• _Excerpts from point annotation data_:
··········
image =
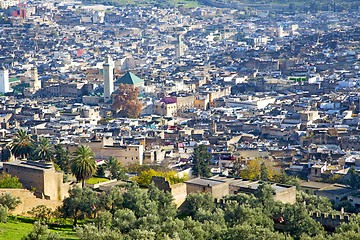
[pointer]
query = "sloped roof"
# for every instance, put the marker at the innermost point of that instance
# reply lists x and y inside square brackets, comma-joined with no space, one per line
[130,78]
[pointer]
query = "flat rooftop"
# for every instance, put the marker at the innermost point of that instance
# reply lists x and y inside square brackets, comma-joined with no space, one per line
[205,182]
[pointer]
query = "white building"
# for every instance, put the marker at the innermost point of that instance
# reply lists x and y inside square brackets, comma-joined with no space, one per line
[35,83]
[4,81]
[108,69]
[179,48]
[5,4]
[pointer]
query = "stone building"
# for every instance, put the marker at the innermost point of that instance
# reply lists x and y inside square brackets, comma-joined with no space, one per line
[41,176]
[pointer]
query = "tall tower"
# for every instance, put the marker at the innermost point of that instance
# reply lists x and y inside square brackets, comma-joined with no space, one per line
[4,81]
[35,83]
[108,71]
[179,48]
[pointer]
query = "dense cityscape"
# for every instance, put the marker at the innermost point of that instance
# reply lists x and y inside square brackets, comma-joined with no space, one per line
[179,120]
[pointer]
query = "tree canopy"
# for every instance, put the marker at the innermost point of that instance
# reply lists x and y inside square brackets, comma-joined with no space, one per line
[83,164]
[126,102]
[201,161]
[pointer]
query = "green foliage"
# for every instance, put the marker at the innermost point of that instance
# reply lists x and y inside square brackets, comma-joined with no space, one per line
[247,232]
[44,151]
[171,176]
[83,164]
[354,178]
[62,157]
[3,214]
[196,201]
[22,145]
[201,160]
[112,200]
[9,201]
[299,222]
[163,200]
[100,171]
[81,203]
[138,201]
[314,203]
[103,219]
[116,169]
[91,232]
[6,181]
[124,220]
[41,213]
[41,232]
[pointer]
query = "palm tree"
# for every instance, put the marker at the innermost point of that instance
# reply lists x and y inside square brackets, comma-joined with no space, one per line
[44,150]
[22,144]
[83,164]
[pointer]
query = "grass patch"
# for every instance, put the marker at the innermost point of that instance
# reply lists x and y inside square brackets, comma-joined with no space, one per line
[18,227]
[95,180]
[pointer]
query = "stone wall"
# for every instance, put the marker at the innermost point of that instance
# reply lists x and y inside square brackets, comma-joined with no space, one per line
[28,201]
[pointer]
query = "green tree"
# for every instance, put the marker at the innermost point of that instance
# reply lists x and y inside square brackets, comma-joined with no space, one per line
[44,150]
[164,201]
[112,200]
[6,181]
[81,203]
[100,171]
[201,160]
[83,164]
[354,179]
[138,201]
[3,214]
[117,171]
[103,219]
[297,221]
[124,220]
[9,201]
[22,145]
[126,102]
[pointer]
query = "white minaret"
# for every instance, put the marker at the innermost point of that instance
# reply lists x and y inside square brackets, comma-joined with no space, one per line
[4,81]
[35,83]
[108,71]
[179,48]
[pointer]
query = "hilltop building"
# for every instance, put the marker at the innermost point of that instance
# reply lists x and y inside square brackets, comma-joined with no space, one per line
[108,78]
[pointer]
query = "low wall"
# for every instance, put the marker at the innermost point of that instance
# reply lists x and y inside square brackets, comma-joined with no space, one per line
[28,201]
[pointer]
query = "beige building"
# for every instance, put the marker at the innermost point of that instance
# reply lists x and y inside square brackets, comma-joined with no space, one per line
[218,189]
[41,176]
[283,193]
[106,147]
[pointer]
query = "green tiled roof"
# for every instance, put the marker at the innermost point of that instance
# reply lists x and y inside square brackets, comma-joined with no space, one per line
[130,78]
[14,79]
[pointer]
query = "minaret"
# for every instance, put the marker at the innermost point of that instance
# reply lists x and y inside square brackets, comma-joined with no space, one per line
[35,83]
[4,80]
[179,48]
[108,71]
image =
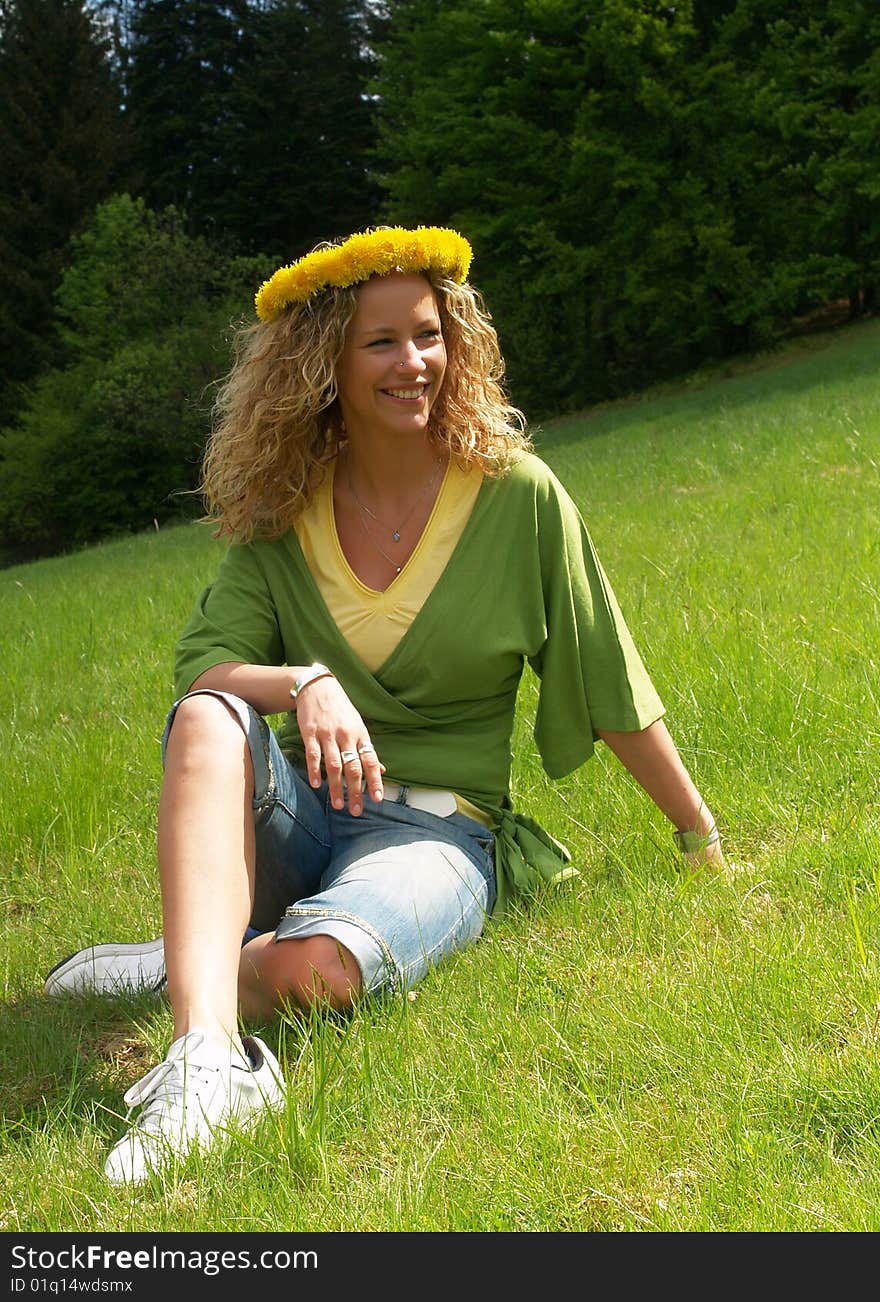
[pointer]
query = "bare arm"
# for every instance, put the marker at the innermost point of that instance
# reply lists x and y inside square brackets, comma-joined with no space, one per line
[652,758]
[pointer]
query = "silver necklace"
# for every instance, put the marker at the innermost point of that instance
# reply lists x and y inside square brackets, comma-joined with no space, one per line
[395,533]
[382,552]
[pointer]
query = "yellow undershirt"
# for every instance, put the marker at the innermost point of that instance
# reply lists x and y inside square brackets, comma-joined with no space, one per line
[372,623]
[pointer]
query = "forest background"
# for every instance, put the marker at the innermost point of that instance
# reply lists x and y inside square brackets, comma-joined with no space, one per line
[648,188]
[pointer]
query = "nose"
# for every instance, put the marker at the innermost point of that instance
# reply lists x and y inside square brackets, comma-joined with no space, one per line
[412,360]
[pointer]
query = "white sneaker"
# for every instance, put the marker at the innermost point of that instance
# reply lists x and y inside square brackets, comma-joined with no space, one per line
[201,1087]
[112,969]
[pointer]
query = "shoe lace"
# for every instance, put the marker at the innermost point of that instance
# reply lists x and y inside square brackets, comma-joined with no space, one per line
[162,1090]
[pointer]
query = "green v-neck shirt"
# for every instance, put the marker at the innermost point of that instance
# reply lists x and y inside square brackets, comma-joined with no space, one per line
[523,585]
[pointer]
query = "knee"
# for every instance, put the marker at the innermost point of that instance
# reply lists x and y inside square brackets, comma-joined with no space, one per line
[205,729]
[313,971]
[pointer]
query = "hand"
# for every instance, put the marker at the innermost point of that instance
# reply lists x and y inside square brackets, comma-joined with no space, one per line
[331,728]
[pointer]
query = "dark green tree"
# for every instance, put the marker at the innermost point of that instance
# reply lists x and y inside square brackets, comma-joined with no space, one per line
[61,145]
[647,185]
[182,60]
[301,128]
[253,119]
[112,439]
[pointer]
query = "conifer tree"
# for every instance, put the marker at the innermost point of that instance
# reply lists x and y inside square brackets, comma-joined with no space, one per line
[60,147]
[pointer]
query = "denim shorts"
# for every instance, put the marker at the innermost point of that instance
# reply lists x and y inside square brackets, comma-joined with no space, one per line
[401,888]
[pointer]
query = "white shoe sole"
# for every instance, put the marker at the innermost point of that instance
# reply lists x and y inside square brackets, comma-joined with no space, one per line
[112,969]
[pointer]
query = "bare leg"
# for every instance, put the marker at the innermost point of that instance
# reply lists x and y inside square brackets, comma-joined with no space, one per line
[206,863]
[314,970]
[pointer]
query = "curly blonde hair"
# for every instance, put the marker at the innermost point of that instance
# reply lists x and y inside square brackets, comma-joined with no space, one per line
[277,423]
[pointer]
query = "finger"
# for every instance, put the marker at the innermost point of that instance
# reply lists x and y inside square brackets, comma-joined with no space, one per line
[353,779]
[313,761]
[333,770]
[372,768]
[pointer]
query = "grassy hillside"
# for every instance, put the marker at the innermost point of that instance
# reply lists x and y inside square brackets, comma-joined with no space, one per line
[639,1051]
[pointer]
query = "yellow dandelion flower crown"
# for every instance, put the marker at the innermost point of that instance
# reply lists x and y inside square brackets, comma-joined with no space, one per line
[370,253]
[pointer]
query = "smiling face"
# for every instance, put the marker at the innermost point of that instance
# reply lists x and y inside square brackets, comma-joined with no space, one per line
[393,360]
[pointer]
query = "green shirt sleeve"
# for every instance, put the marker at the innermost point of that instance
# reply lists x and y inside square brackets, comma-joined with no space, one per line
[233,619]
[591,675]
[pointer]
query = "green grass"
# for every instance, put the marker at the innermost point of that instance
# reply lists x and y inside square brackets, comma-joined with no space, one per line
[637,1051]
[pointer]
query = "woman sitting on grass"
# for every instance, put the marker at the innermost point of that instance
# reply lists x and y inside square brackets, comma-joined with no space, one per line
[396,555]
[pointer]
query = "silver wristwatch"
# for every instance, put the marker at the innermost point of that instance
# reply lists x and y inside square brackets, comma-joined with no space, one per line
[310,675]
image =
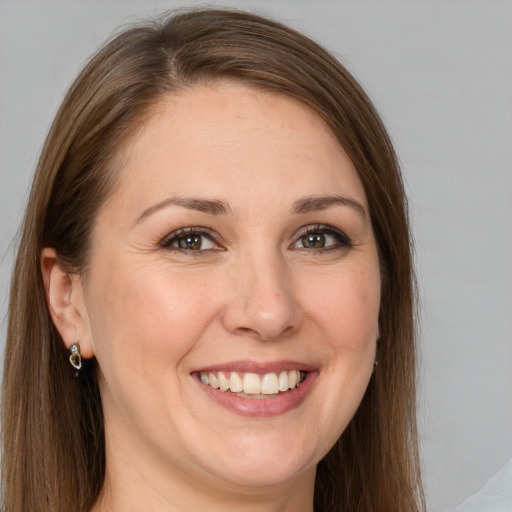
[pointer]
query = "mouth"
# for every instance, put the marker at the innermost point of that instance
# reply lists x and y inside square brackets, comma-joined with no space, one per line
[253,385]
[255,390]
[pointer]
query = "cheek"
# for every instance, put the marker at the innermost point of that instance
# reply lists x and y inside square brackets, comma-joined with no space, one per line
[145,316]
[347,308]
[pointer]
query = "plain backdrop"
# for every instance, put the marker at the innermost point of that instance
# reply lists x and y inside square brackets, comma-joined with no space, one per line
[440,72]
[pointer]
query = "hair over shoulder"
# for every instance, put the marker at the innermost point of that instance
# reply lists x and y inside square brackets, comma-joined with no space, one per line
[53,437]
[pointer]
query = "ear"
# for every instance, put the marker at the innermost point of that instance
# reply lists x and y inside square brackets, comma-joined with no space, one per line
[65,298]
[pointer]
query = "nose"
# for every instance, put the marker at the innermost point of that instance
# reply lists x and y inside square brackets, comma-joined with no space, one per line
[262,304]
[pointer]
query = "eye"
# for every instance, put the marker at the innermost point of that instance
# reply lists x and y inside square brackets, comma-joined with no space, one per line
[190,239]
[321,237]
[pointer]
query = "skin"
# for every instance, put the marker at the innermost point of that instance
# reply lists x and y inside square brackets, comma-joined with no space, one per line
[151,312]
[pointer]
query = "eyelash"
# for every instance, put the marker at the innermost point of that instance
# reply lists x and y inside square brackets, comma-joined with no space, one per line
[175,236]
[342,240]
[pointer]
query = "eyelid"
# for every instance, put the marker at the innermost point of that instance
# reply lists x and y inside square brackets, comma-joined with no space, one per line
[169,239]
[342,238]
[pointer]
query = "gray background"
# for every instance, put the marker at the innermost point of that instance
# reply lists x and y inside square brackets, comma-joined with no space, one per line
[441,75]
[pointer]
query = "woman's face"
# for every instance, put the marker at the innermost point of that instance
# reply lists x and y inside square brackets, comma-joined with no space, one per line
[236,251]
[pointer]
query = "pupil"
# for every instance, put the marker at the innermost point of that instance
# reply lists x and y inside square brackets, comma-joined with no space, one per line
[313,241]
[190,242]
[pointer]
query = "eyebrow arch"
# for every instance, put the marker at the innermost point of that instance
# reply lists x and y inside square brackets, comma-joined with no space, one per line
[309,204]
[210,206]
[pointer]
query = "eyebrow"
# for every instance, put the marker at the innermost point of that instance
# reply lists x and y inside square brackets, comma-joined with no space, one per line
[212,207]
[310,204]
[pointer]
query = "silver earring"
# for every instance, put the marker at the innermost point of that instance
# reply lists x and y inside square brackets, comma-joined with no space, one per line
[75,358]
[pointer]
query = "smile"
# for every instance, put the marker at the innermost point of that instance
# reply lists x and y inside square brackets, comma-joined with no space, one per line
[254,385]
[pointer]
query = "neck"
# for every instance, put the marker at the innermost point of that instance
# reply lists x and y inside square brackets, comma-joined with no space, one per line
[133,485]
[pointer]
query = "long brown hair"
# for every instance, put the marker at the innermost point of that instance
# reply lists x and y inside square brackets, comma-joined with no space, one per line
[53,437]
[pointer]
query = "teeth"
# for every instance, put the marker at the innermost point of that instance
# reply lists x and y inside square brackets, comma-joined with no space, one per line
[235,383]
[283,381]
[213,380]
[252,383]
[269,384]
[223,382]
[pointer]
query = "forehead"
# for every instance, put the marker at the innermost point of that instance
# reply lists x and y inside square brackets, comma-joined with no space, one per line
[231,139]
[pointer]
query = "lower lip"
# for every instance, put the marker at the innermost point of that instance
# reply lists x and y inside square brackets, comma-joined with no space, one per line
[261,407]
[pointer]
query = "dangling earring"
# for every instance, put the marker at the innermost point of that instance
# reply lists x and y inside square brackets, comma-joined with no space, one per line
[376,362]
[75,358]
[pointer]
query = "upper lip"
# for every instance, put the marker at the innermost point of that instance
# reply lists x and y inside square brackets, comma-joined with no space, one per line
[260,367]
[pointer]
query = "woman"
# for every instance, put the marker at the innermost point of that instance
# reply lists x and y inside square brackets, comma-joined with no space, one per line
[212,304]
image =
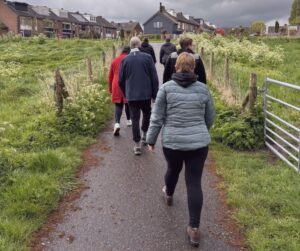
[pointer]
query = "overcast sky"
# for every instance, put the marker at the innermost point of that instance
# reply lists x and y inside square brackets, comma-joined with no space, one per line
[223,13]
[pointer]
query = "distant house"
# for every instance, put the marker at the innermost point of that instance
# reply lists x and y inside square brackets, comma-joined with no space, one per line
[17,18]
[27,20]
[108,30]
[168,21]
[130,28]
[95,30]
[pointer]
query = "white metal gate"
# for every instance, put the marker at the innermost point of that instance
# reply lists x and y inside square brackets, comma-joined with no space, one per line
[284,142]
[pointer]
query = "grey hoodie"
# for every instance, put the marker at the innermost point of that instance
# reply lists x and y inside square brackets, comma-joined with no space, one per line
[185,110]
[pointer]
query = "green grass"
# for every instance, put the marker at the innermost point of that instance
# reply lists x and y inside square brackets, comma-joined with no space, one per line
[265,197]
[263,191]
[40,152]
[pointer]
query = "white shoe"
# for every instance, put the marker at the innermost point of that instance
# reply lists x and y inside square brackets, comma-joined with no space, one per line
[129,122]
[117,129]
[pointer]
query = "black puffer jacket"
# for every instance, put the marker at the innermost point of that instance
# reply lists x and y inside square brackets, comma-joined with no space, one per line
[165,51]
[147,48]
[170,66]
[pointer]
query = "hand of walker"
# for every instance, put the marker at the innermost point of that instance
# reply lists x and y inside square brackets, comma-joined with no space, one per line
[151,148]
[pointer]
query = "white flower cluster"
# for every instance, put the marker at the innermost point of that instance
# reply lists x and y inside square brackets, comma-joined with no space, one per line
[243,51]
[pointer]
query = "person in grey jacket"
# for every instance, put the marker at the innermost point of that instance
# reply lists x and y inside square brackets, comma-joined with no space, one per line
[185,110]
[138,81]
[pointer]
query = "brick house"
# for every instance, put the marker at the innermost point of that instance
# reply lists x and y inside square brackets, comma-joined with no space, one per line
[17,17]
[108,30]
[130,28]
[95,29]
[171,22]
[27,20]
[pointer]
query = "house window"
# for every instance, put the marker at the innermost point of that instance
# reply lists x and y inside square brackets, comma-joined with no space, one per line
[48,24]
[157,24]
[66,26]
[82,27]
[25,23]
[97,29]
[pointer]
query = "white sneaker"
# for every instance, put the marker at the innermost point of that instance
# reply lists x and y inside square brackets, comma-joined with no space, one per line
[117,129]
[129,122]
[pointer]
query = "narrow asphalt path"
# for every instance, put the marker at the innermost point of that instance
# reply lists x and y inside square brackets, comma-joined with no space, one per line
[123,209]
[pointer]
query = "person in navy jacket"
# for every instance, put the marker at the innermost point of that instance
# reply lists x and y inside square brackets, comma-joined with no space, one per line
[139,82]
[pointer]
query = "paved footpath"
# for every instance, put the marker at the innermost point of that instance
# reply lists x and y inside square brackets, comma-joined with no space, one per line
[123,208]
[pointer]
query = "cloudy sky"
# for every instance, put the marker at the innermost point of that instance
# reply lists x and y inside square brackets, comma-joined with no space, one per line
[223,13]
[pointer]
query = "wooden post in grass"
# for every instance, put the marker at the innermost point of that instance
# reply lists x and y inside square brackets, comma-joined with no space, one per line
[226,71]
[60,92]
[251,94]
[103,58]
[114,51]
[202,52]
[89,69]
[211,66]
[252,91]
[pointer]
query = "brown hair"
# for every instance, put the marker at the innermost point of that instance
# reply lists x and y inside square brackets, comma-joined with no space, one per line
[185,63]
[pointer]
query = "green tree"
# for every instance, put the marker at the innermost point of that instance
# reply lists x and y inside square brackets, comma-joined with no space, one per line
[276,27]
[258,27]
[295,13]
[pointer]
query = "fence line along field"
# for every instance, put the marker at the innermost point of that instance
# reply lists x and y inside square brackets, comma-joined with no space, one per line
[39,150]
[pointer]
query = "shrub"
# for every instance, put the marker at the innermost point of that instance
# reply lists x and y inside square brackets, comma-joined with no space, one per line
[240,131]
[87,112]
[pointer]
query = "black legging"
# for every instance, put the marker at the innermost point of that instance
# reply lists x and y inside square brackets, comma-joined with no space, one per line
[119,110]
[194,163]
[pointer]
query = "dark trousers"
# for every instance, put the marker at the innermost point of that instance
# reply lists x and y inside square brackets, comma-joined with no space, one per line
[194,163]
[135,113]
[119,110]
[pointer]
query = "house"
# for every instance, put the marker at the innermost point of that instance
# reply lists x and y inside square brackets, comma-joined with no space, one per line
[108,30]
[83,26]
[66,25]
[130,29]
[168,21]
[45,21]
[17,18]
[95,29]
[27,20]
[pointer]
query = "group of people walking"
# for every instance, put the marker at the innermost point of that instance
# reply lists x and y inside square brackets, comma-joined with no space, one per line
[182,108]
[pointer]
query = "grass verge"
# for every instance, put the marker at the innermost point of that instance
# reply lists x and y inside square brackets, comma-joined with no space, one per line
[40,152]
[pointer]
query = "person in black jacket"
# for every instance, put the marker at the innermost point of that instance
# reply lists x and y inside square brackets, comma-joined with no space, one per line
[147,48]
[186,45]
[166,50]
[139,83]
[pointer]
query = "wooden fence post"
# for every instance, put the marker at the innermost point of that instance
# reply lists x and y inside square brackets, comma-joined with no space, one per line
[104,58]
[60,92]
[251,94]
[226,71]
[89,69]
[202,52]
[211,66]
[114,51]
[252,90]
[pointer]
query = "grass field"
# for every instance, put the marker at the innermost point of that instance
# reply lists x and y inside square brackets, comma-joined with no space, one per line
[261,189]
[39,152]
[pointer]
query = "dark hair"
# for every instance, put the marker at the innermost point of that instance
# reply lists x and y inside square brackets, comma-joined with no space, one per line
[185,42]
[126,49]
[146,40]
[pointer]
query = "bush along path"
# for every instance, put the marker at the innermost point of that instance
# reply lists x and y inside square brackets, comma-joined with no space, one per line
[120,204]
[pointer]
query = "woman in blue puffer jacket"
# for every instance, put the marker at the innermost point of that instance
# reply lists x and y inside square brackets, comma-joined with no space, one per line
[185,110]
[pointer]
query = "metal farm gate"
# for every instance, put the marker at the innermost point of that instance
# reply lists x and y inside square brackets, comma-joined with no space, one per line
[281,136]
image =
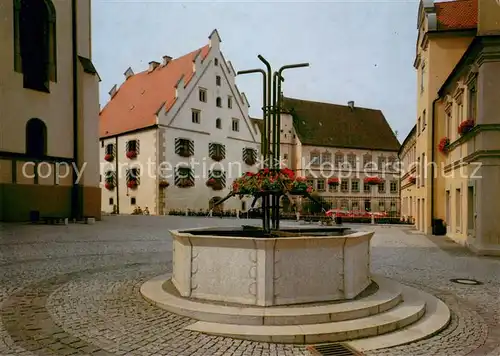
··········
• _WORK REQUIRED_:
Show every line of the items above that contains the string "building", treating case as significant.

• _SOLUTION TO THIS TASK_:
query = "white building"
query = "stone building"
query = "hilltop building"
query = "beige building"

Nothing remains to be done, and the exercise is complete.